REQUIREMENT: Rewrite every one of the items below as a numbered list, omitting the blank lines.

....

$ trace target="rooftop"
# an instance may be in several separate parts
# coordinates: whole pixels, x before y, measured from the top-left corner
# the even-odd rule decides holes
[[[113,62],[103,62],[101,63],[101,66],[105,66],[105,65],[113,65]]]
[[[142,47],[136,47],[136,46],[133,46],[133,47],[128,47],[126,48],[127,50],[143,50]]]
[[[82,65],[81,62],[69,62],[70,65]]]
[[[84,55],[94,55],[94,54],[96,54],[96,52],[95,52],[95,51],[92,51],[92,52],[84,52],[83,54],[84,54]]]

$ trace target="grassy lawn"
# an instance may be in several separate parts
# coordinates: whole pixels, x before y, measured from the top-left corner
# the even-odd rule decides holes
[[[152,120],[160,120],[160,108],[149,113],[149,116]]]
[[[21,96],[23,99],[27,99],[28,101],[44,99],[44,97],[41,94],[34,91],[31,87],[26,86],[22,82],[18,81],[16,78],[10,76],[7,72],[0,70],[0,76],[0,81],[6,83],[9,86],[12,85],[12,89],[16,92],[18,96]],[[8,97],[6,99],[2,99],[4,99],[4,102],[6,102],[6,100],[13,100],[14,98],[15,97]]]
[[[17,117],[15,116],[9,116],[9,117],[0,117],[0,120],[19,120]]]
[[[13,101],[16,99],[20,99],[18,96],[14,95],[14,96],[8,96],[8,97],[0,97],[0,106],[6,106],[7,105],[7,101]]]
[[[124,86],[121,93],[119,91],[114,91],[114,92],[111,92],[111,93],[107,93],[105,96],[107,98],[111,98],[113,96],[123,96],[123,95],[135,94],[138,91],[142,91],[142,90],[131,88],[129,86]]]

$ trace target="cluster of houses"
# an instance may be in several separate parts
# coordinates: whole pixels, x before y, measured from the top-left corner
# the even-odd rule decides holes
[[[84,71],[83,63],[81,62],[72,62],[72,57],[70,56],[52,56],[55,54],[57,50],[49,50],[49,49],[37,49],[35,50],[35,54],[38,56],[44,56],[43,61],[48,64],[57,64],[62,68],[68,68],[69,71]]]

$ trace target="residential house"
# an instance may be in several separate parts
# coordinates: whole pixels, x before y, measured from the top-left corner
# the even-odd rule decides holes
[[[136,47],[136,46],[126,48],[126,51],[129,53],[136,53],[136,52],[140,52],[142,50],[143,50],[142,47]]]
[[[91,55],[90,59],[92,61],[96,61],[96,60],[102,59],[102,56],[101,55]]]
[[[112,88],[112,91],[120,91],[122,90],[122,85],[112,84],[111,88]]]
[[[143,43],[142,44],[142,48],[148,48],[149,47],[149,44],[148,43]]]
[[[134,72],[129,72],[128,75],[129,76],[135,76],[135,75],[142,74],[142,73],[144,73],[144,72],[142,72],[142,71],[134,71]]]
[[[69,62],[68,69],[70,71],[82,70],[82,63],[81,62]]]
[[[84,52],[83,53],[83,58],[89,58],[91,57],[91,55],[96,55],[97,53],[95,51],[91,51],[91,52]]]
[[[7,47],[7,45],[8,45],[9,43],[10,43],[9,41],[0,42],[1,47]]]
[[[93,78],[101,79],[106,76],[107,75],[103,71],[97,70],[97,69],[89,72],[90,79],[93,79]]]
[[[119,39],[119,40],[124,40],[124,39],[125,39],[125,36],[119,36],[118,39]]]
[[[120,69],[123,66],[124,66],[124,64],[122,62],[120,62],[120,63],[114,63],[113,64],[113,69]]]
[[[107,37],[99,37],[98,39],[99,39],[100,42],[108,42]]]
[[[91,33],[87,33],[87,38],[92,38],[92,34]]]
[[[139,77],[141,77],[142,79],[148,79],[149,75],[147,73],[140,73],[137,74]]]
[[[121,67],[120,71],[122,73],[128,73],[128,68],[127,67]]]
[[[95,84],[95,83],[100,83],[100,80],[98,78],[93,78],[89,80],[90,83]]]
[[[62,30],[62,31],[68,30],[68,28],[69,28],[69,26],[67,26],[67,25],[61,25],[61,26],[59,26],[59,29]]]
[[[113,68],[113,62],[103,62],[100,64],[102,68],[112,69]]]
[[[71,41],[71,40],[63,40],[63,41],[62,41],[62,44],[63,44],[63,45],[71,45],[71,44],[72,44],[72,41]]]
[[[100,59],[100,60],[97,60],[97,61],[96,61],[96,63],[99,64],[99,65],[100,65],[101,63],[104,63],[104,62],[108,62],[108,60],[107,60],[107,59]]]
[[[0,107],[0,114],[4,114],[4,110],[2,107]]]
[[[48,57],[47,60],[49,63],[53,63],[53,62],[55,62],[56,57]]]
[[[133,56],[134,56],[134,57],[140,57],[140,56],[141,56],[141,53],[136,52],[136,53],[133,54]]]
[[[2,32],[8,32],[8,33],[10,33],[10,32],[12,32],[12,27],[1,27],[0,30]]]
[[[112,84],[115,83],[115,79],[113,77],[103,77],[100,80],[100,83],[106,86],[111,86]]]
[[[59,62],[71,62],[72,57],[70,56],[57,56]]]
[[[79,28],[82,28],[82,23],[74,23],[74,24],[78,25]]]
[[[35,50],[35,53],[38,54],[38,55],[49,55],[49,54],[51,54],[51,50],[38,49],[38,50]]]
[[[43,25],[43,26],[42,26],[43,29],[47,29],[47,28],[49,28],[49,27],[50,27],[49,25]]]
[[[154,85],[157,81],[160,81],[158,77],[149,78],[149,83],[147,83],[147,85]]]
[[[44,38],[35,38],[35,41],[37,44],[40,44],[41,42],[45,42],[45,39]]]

....

RESPONSE:
1. $ trace target="rooftop"
2. # an instance may be in several separate parts
3. # coordinates: whole pixels, x before y, measured from the top-left corner
4. # the even-odd rule decides holes
5. [[[113,62],[103,62],[101,63],[101,66],[105,66],[105,65],[113,65]]]
6. [[[142,47],[136,47],[136,46],[133,46],[133,47],[128,47],[126,48],[127,50],[143,50]]]
7. [[[82,65],[81,62],[69,62],[70,65]]]
8. [[[84,55],[94,55],[94,54],[96,54],[96,52],[95,52],[95,51],[92,51],[92,52],[84,52],[83,54],[84,54]]]
9. $ trace target="grassy lawn"
10. # an instance may be in several separate parts
11. # coordinates: whole pixels, x before y, measured from the top-left corner
12. # the even-odd rule decides holes
13. [[[152,120],[160,120],[160,108],[149,113],[149,116]]]
14. [[[21,96],[23,99],[27,99],[28,101],[44,99],[44,97],[41,94],[34,91],[31,87],[26,86],[22,82],[18,81],[16,78],[10,76],[7,72],[0,70],[0,76],[0,81],[6,83],[9,86],[12,85],[12,89],[16,92],[18,96]],[[8,97],[6,99],[2,99],[4,99],[4,102],[6,102],[6,100],[13,100],[14,98],[15,97]]]
15. [[[17,117],[15,116],[9,116],[9,117],[0,117],[0,120],[19,120]]]
16. [[[13,101],[16,99],[20,99],[18,96],[14,95],[14,96],[8,96],[8,97],[0,97],[0,106],[6,106],[7,105],[7,101]]]
17. [[[124,86],[121,93],[119,91],[114,91],[114,92],[111,92],[111,93],[107,93],[105,96],[107,98],[111,98],[113,96],[123,96],[123,95],[135,94],[138,91],[142,91],[142,90],[131,88],[129,86]]]
18. $ trace target="cluster of houses"
19. # an instance may be in several separate parts
20. # coordinates: whole pixels, x before y, measured from the top-left corner
21. # the even-odd rule decides holes
22. [[[84,71],[83,63],[81,62],[72,62],[72,57],[70,56],[52,56],[55,54],[57,50],[49,50],[49,49],[37,49],[35,50],[35,54],[38,56],[44,56],[43,61],[48,64],[57,64],[62,68],[68,68],[69,71]]]
23. $ trace target="residential house"
24. # an instance may be in several separate parts
25. # coordinates: whole pixels, x before y, measured from the top-left corner
26. # the even-odd rule decides holes
27. [[[136,47],[136,46],[126,48],[126,51],[129,53],[136,53],[136,52],[140,52],[142,50],[143,50],[142,47]]]
28. [[[91,55],[90,59],[92,61],[96,61],[96,60],[102,59],[102,56],[101,55]]]
29. [[[112,88],[112,91],[120,91],[122,90],[122,85],[112,84],[111,88]]]
30. [[[143,43],[142,44],[142,48],[148,48],[149,47],[149,44],[148,43]]]
31. [[[134,72],[129,72],[128,75],[129,76],[135,76],[135,75],[142,74],[142,73],[144,73],[144,72],[142,72],[142,71],[134,71]]]
32. [[[69,62],[68,69],[70,71],[82,70],[82,63],[81,62]]]
33. [[[84,52],[83,53],[83,58],[89,58],[91,57],[91,55],[96,55],[97,53],[95,51],[91,51],[91,52]]]
34. [[[7,47],[7,45],[8,45],[9,43],[10,43],[9,41],[0,42],[1,47]]]
35. [[[93,78],[101,79],[106,76],[107,75],[103,71],[97,70],[97,69],[89,72],[90,79],[93,79]]]
36. [[[119,39],[119,40],[124,40],[124,39],[125,39],[125,36],[119,36],[118,39]]]
37. [[[120,69],[123,66],[124,66],[124,64],[122,62],[120,62],[120,63],[114,63],[113,64],[113,69]]]
38. [[[107,37],[99,37],[98,39],[99,39],[100,42],[108,42]]]
39. [[[91,33],[87,33],[87,38],[92,38],[92,34]]]
40. [[[139,77],[141,77],[142,79],[148,79],[149,75],[147,73],[140,73],[137,74]]]
41. [[[121,67],[120,71],[122,73],[128,73],[128,68],[127,67]]]
42. [[[95,84],[95,83],[100,83],[100,80],[98,78],[93,78],[89,80],[90,83]]]
43. [[[62,30],[62,31],[68,30],[68,28],[69,28],[69,26],[67,26],[67,25],[61,25],[61,26],[59,26],[59,29]]]
44. [[[113,68],[113,62],[103,62],[100,64],[102,68],[112,69]]]
45. [[[71,41],[71,40],[63,40],[63,41],[62,41],[62,44],[63,44],[63,45],[71,45],[71,44],[72,44],[72,41]]]
46. [[[100,59],[100,60],[97,60],[97,61],[96,61],[96,63],[99,64],[99,65],[100,65],[101,63],[104,63],[104,62],[108,62],[108,60],[107,60],[107,59]]]
47. [[[0,107],[0,114],[4,114],[4,110],[2,107]]]
48. [[[48,57],[47,60],[49,63],[53,63],[53,62],[55,62],[56,57]]]
49. [[[133,56],[134,56],[134,57],[140,57],[140,56],[141,56],[141,53],[136,52],[136,53],[133,54]]]
50. [[[2,32],[8,32],[8,33],[10,33],[10,32],[12,32],[12,27],[1,27],[0,30]]]
51. [[[112,84],[115,83],[115,79],[113,77],[103,77],[100,80],[100,83],[106,86],[111,86]]]
52. [[[59,62],[71,62],[72,57],[70,56],[57,56]]]
53. [[[79,28],[82,28],[82,23],[74,23],[74,24],[78,25]]]
54. [[[35,50],[35,53],[38,54],[38,55],[49,55],[49,54],[51,54],[51,50],[38,49],[38,50]]]
55. [[[43,25],[43,26],[42,26],[43,29],[47,29],[47,28],[49,28],[49,27],[50,27],[49,25]]]
56. [[[154,85],[157,81],[160,81],[158,77],[149,78],[149,83],[147,83],[147,85]]]
57. [[[44,38],[35,38],[35,41],[37,44],[40,44],[41,42],[45,42],[45,39]]]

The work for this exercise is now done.